---- Records for this exercise

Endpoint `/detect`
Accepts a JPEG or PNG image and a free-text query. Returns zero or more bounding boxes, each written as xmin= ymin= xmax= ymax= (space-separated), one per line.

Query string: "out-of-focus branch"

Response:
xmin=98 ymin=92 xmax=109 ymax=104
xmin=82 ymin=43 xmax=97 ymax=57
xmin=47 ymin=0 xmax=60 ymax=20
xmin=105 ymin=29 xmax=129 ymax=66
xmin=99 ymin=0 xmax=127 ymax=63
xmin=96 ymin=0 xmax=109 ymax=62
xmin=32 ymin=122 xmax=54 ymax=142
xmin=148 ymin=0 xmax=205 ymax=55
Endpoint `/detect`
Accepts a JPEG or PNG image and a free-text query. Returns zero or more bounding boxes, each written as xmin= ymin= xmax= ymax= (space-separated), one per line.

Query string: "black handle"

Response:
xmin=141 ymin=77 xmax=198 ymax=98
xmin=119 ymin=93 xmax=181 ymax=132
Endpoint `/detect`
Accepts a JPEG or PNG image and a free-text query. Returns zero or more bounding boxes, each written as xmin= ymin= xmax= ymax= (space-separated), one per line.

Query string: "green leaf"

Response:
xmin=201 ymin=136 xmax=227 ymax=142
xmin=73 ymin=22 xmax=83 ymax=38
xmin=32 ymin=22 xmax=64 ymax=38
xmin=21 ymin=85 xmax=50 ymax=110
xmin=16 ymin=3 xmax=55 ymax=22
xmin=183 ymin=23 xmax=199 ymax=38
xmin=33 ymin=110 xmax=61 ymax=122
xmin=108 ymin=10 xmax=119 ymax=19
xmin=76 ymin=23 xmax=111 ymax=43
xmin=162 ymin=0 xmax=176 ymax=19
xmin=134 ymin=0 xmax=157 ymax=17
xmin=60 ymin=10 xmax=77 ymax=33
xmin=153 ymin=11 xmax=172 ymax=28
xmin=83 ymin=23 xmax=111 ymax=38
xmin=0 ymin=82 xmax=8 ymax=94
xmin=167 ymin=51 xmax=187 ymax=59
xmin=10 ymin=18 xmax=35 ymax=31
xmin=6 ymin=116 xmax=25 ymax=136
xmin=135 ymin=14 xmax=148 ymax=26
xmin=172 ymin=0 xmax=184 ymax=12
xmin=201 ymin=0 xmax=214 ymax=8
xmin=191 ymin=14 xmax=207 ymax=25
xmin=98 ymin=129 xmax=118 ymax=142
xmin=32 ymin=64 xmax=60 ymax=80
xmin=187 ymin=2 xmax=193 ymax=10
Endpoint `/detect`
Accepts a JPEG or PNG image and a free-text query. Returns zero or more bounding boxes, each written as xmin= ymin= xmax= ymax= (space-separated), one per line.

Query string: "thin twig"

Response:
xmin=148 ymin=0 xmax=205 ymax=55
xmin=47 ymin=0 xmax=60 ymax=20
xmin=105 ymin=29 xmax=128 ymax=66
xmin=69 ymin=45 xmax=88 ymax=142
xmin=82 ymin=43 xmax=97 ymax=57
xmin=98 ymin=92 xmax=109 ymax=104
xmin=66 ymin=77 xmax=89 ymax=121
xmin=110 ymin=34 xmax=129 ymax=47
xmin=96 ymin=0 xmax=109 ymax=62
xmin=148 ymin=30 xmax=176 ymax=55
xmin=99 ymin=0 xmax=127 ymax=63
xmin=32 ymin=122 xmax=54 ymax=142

--------

• Problem to work on: Write down every entry exactly.

• Your response:
Endpoint `/detect`
Accepts a JPEG or PNG image and a free-text query. Returns zero or more bounding boxes, each written as xmin= ymin= xmax= ymax= (space-separated), one per line.

Query string: "out-of-focus branch"

Response:
xmin=98 ymin=92 xmax=109 ymax=104
xmin=82 ymin=43 xmax=97 ymax=57
xmin=47 ymin=0 xmax=60 ymax=20
xmin=105 ymin=29 xmax=129 ymax=66
xmin=99 ymin=0 xmax=127 ymax=63
xmin=96 ymin=0 xmax=109 ymax=62
xmin=32 ymin=122 xmax=54 ymax=142
xmin=148 ymin=0 xmax=205 ymax=55
Endpoint `/detect`
Accepts a JPEG or PNG image and a free-text query. Returns zero or more bounding boxes, each written as xmin= ymin= xmax= ymax= (space-separated), one per line.

Query string: "black handle"

Response:
xmin=141 ymin=77 xmax=198 ymax=98
xmin=119 ymin=93 xmax=181 ymax=132
Endpoint `/detect`
Accepts a JPEG or PNG image and a free-text query. Returns zero or more bounding boxes, each written as xmin= ymin= xmax= ymax= (space-separated), one per line.

Query string: "green leaf"

Response:
xmin=201 ymin=136 xmax=227 ymax=142
xmin=73 ymin=22 xmax=83 ymax=38
xmin=32 ymin=22 xmax=64 ymax=38
xmin=21 ymin=85 xmax=50 ymax=110
xmin=16 ymin=3 xmax=55 ymax=22
xmin=183 ymin=23 xmax=199 ymax=38
xmin=33 ymin=110 xmax=61 ymax=122
xmin=108 ymin=10 xmax=119 ymax=19
xmin=76 ymin=23 xmax=111 ymax=43
xmin=162 ymin=0 xmax=176 ymax=19
xmin=134 ymin=0 xmax=157 ymax=17
xmin=60 ymin=10 xmax=77 ymax=33
xmin=153 ymin=11 xmax=172 ymax=28
xmin=83 ymin=23 xmax=111 ymax=38
xmin=0 ymin=82 xmax=8 ymax=94
xmin=167 ymin=51 xmax=187 ymax=59
xmin=10 ymin=18 xmax=35 ymax=31
xmin=6 ymin=116 xmax=25 ymax=136
xmin=135 ymin=14 xmax=148 ymax=26
xmin=172 ymin=0 xmax=184 ymax=12
xmin=201 ymin=0 xmax=214 ymax=8
xmin=191 ymin=14 xmax=207 ymax=25
xmin=98 ymin=129 xmax=118 ymax=142
xmin=32 ymin=64 xmax=60 ymax=80
xmin=187 ymin=2 xmax=193 ymax=10
Endpoint `/detect`
Accepts a JPEG or PNG image and a free-text query. Returns zero or more bounding boxes, each written as xmin= ymin= xmax= ymax= (space-separated), one per line.

Query string: "thin twig"

Response:
xmin=148 ymin=0 xmax=205 ymax=55
xmin=47 ymin=0 xmax=60 ymax=20
xmin=105 ymin=29 xmax=128 ymax=66
xmin=69 ymin=45 xmax=88 ymax=142
xmin=82 ymin=43 xmax=97 ymax=57
xmin=98 ymin=92 xmax=109 ymax=104
xmin=66 ymin=77 xmax=89 ymax=121
xmin=110 ymin=34 xmax=129 ymax=47
xmin=96 ymin=0 xmax=109 ymax=62
xmin=148 ymin=30 xmax=176 ymax=55
xmin=99 ymin=0 xmax=127 ymax=63
xmin=32 ymin=122 xmax=54 ymax=142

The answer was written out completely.